[Saved data entries]
- - -

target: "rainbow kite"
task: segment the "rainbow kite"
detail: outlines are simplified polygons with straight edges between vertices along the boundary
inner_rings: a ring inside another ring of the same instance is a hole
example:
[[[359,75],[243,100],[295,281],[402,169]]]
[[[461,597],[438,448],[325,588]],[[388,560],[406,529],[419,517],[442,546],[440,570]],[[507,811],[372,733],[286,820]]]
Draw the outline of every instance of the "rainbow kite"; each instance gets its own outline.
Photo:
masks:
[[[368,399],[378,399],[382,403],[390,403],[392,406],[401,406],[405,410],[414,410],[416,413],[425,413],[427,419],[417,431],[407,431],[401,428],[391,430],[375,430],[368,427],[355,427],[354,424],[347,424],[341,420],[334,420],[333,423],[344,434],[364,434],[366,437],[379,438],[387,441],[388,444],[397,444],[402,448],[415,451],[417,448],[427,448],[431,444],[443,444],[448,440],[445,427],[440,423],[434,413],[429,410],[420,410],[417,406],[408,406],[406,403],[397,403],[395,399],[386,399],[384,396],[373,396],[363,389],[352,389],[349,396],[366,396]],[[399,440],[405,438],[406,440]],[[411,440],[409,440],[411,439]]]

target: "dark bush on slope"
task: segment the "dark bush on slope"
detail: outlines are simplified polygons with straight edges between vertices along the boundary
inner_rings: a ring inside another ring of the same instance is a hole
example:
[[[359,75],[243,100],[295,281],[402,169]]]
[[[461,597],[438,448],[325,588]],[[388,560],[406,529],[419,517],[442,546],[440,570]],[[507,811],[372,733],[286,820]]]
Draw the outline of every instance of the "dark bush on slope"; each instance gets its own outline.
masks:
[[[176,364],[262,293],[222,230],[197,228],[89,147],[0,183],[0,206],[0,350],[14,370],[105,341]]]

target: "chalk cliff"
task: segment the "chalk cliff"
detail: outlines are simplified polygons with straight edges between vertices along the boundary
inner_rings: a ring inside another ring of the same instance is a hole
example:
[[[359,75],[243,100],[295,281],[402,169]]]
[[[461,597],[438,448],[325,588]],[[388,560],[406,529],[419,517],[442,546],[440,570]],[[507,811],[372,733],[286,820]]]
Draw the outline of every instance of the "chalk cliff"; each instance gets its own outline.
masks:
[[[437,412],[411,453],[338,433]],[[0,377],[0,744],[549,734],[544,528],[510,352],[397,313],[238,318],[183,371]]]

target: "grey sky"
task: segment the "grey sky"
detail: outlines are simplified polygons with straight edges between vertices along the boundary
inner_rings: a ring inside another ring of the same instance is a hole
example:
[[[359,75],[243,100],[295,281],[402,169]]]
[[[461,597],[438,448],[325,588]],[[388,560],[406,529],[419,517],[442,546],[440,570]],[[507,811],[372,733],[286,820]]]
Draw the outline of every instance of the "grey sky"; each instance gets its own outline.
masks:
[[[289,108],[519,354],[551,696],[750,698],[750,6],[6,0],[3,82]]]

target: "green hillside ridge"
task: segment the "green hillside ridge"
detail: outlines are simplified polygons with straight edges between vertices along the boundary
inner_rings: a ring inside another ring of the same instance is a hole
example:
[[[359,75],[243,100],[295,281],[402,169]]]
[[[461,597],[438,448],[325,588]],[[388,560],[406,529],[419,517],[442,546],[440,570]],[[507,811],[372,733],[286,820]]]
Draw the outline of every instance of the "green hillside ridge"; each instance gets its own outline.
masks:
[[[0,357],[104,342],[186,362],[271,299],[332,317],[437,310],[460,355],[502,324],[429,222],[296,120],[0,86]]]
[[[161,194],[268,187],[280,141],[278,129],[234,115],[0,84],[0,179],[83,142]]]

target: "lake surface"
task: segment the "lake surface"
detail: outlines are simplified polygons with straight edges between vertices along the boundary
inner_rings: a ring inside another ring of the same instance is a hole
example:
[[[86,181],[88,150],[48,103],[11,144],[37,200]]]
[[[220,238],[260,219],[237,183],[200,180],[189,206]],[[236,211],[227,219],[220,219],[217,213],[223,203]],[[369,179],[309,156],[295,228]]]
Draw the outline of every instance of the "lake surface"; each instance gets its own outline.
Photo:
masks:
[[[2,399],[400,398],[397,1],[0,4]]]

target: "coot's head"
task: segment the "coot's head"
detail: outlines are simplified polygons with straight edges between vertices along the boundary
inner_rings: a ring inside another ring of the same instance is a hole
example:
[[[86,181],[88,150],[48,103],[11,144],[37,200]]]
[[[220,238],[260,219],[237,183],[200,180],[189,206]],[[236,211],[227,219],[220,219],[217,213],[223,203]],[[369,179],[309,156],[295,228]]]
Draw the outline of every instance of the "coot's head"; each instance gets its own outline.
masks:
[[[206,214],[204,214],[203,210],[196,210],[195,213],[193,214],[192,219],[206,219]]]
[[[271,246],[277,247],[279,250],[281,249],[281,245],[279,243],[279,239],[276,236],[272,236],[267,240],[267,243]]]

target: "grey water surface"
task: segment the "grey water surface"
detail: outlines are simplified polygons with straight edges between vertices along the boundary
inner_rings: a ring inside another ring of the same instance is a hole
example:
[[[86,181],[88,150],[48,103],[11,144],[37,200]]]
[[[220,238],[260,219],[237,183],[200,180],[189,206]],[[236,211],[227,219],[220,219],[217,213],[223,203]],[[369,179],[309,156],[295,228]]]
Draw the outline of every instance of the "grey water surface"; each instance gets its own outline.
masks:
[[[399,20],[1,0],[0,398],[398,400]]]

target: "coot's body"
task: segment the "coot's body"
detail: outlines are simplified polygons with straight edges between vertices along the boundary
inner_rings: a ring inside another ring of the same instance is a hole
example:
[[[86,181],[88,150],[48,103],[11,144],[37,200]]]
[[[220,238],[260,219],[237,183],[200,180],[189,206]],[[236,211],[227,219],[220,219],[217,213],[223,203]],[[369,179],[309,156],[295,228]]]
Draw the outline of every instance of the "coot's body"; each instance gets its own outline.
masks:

- - -

(What the task asks): Where does "cliff" occur in the data? Copy each line that has it.

(Answer to this problem):
target: "chalk cliff"
task: segment the "chalk cliff"
Draw the outline of every instance of the "chalk cliff"; each instance gets its own outline.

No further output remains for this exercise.